* [Challenge]: Return every one of the entries below word for word, leaving out the pictures.

Pointing dataset excerpts:
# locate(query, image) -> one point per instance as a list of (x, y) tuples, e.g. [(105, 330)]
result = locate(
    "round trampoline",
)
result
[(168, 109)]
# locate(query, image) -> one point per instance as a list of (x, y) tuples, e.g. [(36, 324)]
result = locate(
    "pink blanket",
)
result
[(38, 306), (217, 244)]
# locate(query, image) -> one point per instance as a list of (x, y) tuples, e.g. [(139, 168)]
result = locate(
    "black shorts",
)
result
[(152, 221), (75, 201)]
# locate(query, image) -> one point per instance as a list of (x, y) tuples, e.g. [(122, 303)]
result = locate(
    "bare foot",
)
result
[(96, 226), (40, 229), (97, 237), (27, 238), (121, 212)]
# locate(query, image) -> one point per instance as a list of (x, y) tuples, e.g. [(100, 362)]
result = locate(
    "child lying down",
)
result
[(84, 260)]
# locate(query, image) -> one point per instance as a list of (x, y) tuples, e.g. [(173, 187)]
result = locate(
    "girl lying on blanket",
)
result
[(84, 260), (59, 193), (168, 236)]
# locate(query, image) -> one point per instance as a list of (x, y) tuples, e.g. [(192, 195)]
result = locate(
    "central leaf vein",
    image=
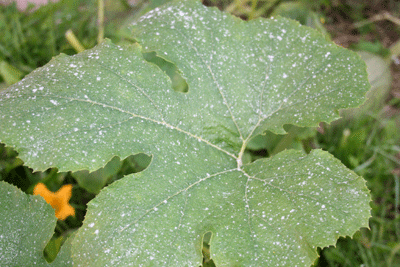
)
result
[(164, 201)]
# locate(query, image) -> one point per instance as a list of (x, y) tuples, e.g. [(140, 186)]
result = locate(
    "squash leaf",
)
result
[(244, 78)]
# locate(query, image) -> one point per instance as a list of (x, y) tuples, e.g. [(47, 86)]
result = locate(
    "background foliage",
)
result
[(367, 142)]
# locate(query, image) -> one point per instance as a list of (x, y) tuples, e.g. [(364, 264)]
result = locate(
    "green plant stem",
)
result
[(253, 9), (72, 40), (100, 20)]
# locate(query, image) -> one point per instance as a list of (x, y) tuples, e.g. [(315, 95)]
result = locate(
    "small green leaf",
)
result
[(243, 78)]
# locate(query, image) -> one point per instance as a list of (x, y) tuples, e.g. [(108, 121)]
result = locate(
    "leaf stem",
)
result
[(100, 20)]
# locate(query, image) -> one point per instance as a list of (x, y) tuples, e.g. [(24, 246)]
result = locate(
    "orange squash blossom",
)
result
[(58, 200)]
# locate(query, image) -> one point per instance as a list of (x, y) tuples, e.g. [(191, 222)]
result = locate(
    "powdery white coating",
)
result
[(244, 79)]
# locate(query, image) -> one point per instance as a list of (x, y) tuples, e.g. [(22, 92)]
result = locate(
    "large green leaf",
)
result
[(244, 78)]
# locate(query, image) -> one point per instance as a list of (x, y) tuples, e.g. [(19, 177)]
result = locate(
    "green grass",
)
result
[(367, 145)]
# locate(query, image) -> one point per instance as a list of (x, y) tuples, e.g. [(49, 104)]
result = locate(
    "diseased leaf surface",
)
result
[(244, 78)]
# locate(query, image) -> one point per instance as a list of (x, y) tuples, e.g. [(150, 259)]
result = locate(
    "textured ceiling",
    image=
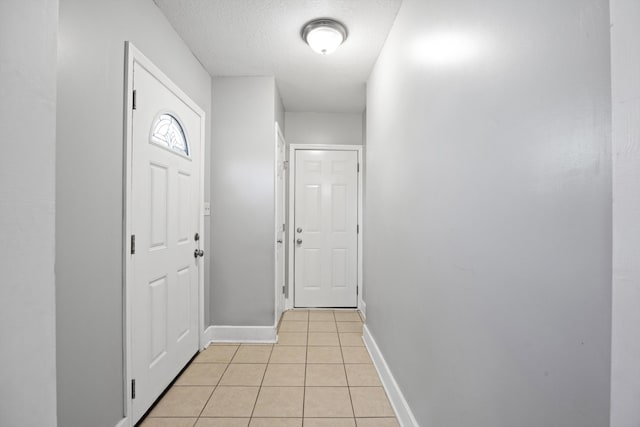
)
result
[(262, 38)]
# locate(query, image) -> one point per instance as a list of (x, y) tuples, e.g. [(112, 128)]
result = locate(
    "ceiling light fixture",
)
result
[(324, 35)]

* [Expected answer]:
# locate(query, image) -> one point per instance as a list of (x, y) tuples, e.g. [(105, 330)]
result = locate(
    "round trampoline",
)
result
[(168, 109)]
# locate(query, image) -> one point per instance as a list of (x, y) tuples, e.g. [(36, 324)]
result = locate(
    "pink blanket",
)
result
[(38, 306), (217, 244)]
# locate(query, image) -> one point per instance as a list of (x, y) tuples, e.g. [(139, 168)]
result = locate(
    "black shorts",
)
result
[(152, 221), (75, 201)]
# locate(query, image) -> one point per instance as a list of (x, y) tuples, e.g. [(122, 303)]
result = locate(
    "bare foot",
)
result
[(96, 226), (40, 229), (97, 237), (27, 238), (121, 212)]
# locate(query, image) -> one point per instance as a list of (x, y) tuples, e.g. [(100, 362)]
result = locate(
    "child lying down",
)
result
[(84, 260)]
# locate(query, image) -> one point per instance as a list of (x, y) tuples, e.g. [(173, 187)]
result = locate(
    "girl lying on blanket",
)
result
[(84, 260), (59, 193), (168, 236)]
# locate(query, image) -> one point per instance as a list of (x, y) tuples, e.g. [(192, 195)]
result = locate(
    "central leaf vein",
    image=
)
result
[(164, 201)]
# locate(query, image) -> one point per instance as a list of (x, y) tuples, e.g. [(140, 186)]
result = locate(
    "squash leaf",
)
result
[(244, 78)]
# locate(query, image) -> one point per instance as a list of (x, y) tuples, e.g. [(47, 86)]
result = locate(
    "background foliage",
)
result
[(367, 142)]
# locate(query, image) -> one point per instance as a list of (x, y) tuples, e.g. [(364, 264)]
result = locate(
    "green plant stem",
)
result
[(253, 9), (72, 40), (100, 20)]
# locate(query, image) -> one point per instance as a list of (x, y) tuples, e.g. [(315, 95)]
result = locate(
    "small green leaf",
)
result
[(243, 78)]
# locate(query, image) -> one point per instance as a list of (x, y) tuples, e.g. [(108, 121)]
result = locate(
    "leaf stem",
)
result
[(100, 20)]
# locate(query, image) -> one point per instance as a list of (x, y) tuples, e.g. [(24, 246)]
result = locate(
    "orange squash blossom",
)
result
[(58, 200)]
# locate(query, image) -> one point per instance as a list of (x, y) tuples, e.g. [(191, 222)]
result = locate(
    "powdery white coating",
)
result
[(244, 79)]
# locate(query, image) -> one point per instance as a list of (x, y) tuples, e.g. [(22, 92)]
result = locate(
    "large green leaf",
)
result
[(244, 78)]
# locate(query, image) -> one point per instance as a list of (x, y) tuples, e.g. [(19, 177)]
result = locate(
    "green grass",
)
result
[(367, 145)]
# locate(query, image) -> one point per instance as a list of (x, y) tuples, e.g. [(49, 104)]
result = locate(
    "diseased leaf surface",
)
result
[(244, 78)]
# locate(query, image) -> one point per instance as a list of (x, y) tuples, e.g. [(150, 259)]
result = locate(
    "textured ceiling",
    image=
)
result
[(262, 38)]
# locate(query, image) -> one point per instance as a list of (x, y) tuples, e.g. [(112, 128)]
result = locate(
    "ceiling light fixture",
)
result
[(324, 35)]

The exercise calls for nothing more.